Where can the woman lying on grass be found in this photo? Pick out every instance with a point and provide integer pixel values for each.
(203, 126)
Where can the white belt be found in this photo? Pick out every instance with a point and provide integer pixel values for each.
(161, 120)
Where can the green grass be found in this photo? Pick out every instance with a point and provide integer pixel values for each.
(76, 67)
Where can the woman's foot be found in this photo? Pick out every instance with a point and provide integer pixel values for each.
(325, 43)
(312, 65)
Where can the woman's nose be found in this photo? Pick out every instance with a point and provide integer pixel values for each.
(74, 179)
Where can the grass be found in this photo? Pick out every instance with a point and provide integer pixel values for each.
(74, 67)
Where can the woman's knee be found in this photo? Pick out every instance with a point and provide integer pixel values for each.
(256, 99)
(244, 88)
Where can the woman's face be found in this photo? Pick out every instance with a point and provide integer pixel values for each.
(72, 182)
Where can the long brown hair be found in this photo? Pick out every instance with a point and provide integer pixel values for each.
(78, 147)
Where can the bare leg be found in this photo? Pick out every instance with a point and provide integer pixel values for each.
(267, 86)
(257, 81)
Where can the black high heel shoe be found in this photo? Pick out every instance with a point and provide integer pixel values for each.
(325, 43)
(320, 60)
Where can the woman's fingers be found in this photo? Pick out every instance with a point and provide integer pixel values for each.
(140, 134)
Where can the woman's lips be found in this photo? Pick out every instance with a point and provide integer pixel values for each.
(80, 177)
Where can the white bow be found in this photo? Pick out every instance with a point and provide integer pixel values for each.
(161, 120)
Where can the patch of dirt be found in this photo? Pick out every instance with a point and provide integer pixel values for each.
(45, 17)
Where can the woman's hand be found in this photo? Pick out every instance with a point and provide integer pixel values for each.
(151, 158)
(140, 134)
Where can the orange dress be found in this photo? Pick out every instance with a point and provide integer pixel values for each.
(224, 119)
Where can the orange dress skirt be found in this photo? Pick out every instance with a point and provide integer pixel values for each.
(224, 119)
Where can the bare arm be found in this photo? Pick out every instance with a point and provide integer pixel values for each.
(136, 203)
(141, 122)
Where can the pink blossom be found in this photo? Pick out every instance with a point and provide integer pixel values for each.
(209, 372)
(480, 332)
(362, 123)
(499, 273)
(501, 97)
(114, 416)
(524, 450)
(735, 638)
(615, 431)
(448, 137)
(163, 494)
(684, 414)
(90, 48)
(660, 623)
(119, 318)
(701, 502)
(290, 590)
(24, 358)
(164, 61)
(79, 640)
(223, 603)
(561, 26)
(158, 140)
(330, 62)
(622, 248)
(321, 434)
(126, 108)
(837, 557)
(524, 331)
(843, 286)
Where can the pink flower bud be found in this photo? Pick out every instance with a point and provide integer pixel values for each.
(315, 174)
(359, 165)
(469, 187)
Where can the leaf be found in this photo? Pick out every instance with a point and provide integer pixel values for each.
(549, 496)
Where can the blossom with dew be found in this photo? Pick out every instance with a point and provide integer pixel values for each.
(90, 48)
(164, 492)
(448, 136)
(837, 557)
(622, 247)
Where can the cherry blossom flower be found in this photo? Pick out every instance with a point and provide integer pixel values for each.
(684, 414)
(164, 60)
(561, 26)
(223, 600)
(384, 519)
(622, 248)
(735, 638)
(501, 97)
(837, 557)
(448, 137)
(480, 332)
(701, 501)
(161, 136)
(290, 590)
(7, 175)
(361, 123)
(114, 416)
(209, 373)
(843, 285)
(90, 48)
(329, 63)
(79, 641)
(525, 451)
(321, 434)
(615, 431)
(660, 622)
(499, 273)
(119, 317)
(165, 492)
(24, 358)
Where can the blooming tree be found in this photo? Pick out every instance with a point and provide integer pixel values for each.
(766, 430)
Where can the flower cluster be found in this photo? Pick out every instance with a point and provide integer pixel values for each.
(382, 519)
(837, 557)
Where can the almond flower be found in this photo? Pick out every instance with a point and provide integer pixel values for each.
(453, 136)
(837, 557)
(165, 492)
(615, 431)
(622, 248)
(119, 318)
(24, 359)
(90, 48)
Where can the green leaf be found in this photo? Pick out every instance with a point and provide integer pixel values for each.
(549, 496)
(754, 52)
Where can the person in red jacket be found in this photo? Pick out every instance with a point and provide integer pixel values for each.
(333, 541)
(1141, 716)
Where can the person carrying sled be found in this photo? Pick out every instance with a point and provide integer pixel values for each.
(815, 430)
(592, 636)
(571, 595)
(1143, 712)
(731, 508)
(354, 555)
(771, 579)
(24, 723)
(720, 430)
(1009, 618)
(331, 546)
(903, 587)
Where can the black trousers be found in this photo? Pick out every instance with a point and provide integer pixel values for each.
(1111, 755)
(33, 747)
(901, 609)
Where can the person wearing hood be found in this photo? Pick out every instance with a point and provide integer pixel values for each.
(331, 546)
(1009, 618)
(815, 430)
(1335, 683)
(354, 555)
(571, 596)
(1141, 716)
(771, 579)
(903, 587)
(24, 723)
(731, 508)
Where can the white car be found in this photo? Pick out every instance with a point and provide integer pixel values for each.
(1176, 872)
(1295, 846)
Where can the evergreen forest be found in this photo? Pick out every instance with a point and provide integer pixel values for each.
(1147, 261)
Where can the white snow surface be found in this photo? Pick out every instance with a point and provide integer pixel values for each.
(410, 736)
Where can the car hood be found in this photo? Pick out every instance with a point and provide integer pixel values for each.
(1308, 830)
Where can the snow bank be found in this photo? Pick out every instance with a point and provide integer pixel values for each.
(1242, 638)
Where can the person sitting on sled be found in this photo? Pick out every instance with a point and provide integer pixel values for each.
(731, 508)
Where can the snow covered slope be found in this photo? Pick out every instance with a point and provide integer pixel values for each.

□ □ □

Description of the task:
The material above should be retyped in full, exactly as given.

Exercise output:
Where can the woman lying on grass be found in this photo? Pick out every instance with a point and provide integer pixel values for each.
(203, 126)
Where can the white belt be found in this photo? Pick out every instance with a point and provide integer pixel values for each.
(161, 120)
Where can the green grass be found in this photo? Pick out every instance with a point and provide integer pixel values for each.
(76, 67)
Where can the woman's foot be found in this photo? Pick out every instance with a point and provide integer pixel values for each.
(325, 43)
(312, 65)
Where can the woman's nose be found in this photo? Pick out every instance with a point and provide integer pixel values for each.
(74, 179)
Where can the grass be found in this photo? Pick out every instance with a point and provide integer pixel values for each.
(74, 67)
Where can the woman's knee be found in this photo? Pick out every instance with a point and provide integer pixel values for each.
(256, 99)
(244, 88)
Where can the woman's face be found in this photo? Pick out every instance with a point and provide integer pixel values for each.
(72, 182)
Where can the long brown hair be found in this photo? Pick out every instance with a point and provide integer pixel values for each.
(78, 147)
Where can the bare leg be found in this photo? Pick out every instance with a point and provide integer pixel values for each.
(267, 86)
(257, 81)
Where can the black high heel shoe be found in this photo? Pick out every instance with a point and provide integer pixel values for each.
(325, 43)
(320, 60)
Where can the woman's fingers be found in this photo? Pick out every instance with a point and provide integer pixel values for each.
(140, 134)
Where can the woman's lips be found in this photo? Pick out every instance with a point and provide integer pixel values for each.
(80, 177)
Where can the white bow be found in this photo? Pick out every instance with a point and provide integer pixel values for each.
(161, 120)
Where can the patch of dirt be found in this photo? Pick out every instance with a point and provide integer pixel values for each.
(45, 17)
Where can the woman's hand be found in this photo? Pick out every instance with a point and provide integer pixel values for each.
(151, 158)
(140, 134)
Where can the orange dress be found in this photo? Pick out every instance with a point and provide integer pixel values for each.
(224, 119)
Where can the orange dress skirt be found in this photo? Pick out every instance with a point and provide integer pixel values for each.
(224, 119)
Where can the bare arm be found in this photo? Pick out every instance with a point and provide integer pixel values for each.
(136, 203)
(141, 122)
Where can the pink blossom be found in this photo? Pick out every instance with a point and provide integer pixel values for each.
(209, 372)
(480, 332)
(362, 123)
(499, 273)
(501, 97)
(114, 416)
(524, 450)
(735, 638)
(615, 431)
(448, 137)
(163, 494)
(684, 414)
(90, 48)
(660, 623)
(119, 318)
(701, 502)
(290, 590)
(24, 358)
(164, 61)
(79, 640)
(223, 603)
(561, 26)
(158, 140)
(330, 62)
(622, 248)
(321, 434)
(126, 108)
(837, 557)
(524, 331)
(843, 286)
Where can the pink flower bud be found in this photo? Pick out every instance with a point and provide integer pixel values for each.
(315, 174)
(359, 165)
(469, 187)
Where can the leaf be found in this photo? Pick out every instance with a point and provide integer pixel values for each.
(549, 496)
Where can the blossom with dew be found in this photo? Pick out every instance with a point and provide integer pixel values for each.
(90, 48)
(164, 492)
(448, 136)
(837, 557)
(622, 247)
Where can the cherry blossom flower be found in this photo? Pick out every instance with a point and provide integer pixel values for each.
(684, 414)
(164, 60)
(561, 26)
(223, 600)
(384, 519)
(622, 248)
(735, 638)
(501, 97)
(837, 557)
(448, 137)
(480, 332)
(701, 501)
(161, 136)
(290, 590)
(7, 175)
(361, 123)
(114, 416)
(209, 373)
(843, 285)
(90, 48)
(329, 63)
(79, 641)
(525, 451)
(321, 434)
(615, 431)
(660, 622)
(499, 273)
(119, 317)
(165, 492)
(24, 358)
Where can the blooming tree be found in this photo? Pick out every instance with a point and provide integer pixel values for each.
(766, 430)
Where can the flower cluster be found in this photo? Pick out every instance with a point and provide integer pixel values for each.
(382, 519)
(837, 557)
Where can the almond flower be found in this photo? Pick out every instance with a point and provide integer pixel values for each.
(453, 136)
(837, 557)
(165, 492)
(615, 431)
(622, 248)
(119, 318)
(24, 359)
(90, 48)
Where can the green leaf be found in this photo? Pick out every instance with a point and provide integer pixel values for each.
(549, 496)
(754, 52)
Where can the person in red jacket be found in this photo? Pick out every instance with a point and provide integer pixel values for each.
(333, 541)
(1141, 716)
Where can the person carrying sled be found in this photo? Pick out every instance with a point and provide integer pixel values for each.
(815, 430)
(592, 636)
(571, 595)
(1143, 712)
(731, 508)
(354, 555)
(771, 579)
(24, 723)
(720, 430)
(1009, 618)
(331, 546)
(903, 587)
Where can the black trousers be found in this photo? Pick out every instance with a point and provide integer pixel values for each.
(1111, 755)
(33, 747)
(901, 609)
Where can the person wearing hood be found in this photo? Pick out every instance with a point and provide integer pixel values for each.
(331, 546)
(1009, 618)
(815, 430)
(1335, 683)
(354, 555)
(571, 596)
(1141, 716)
(771, 579)
(903, 587)
(24, 723)
(731, 508)
Where can the white car be found in this photo? Pick out every instance with a point and provide integer pixel values for each.
(1176, 872)
(1295, 846)
Where can the evergreen forest be found in this photo? Pick out every instance with a point and provide integer pixel values for each.
(1147, 261)
Where can the white snow surface be found in this photo? Pick out every instance with a point and provide integer pixel values for each.
(410, 736)
Where can the car hood be found in this photo? Pick out every instance with a point and provide integer pixel values for each.
(1308, 830)
Where can the snow bank be found in this photo? Pick out every instance with a point and provide integer pixel values for each.
(1242, 638)
Where can the person sitting on sled be found in this photo? Pick out every instance with a point and provide integer pixel values for each.
(731, 508)
Where can the snow covered slope be found in this photo? Pick out every instance with a point and provide integer pixel values for each.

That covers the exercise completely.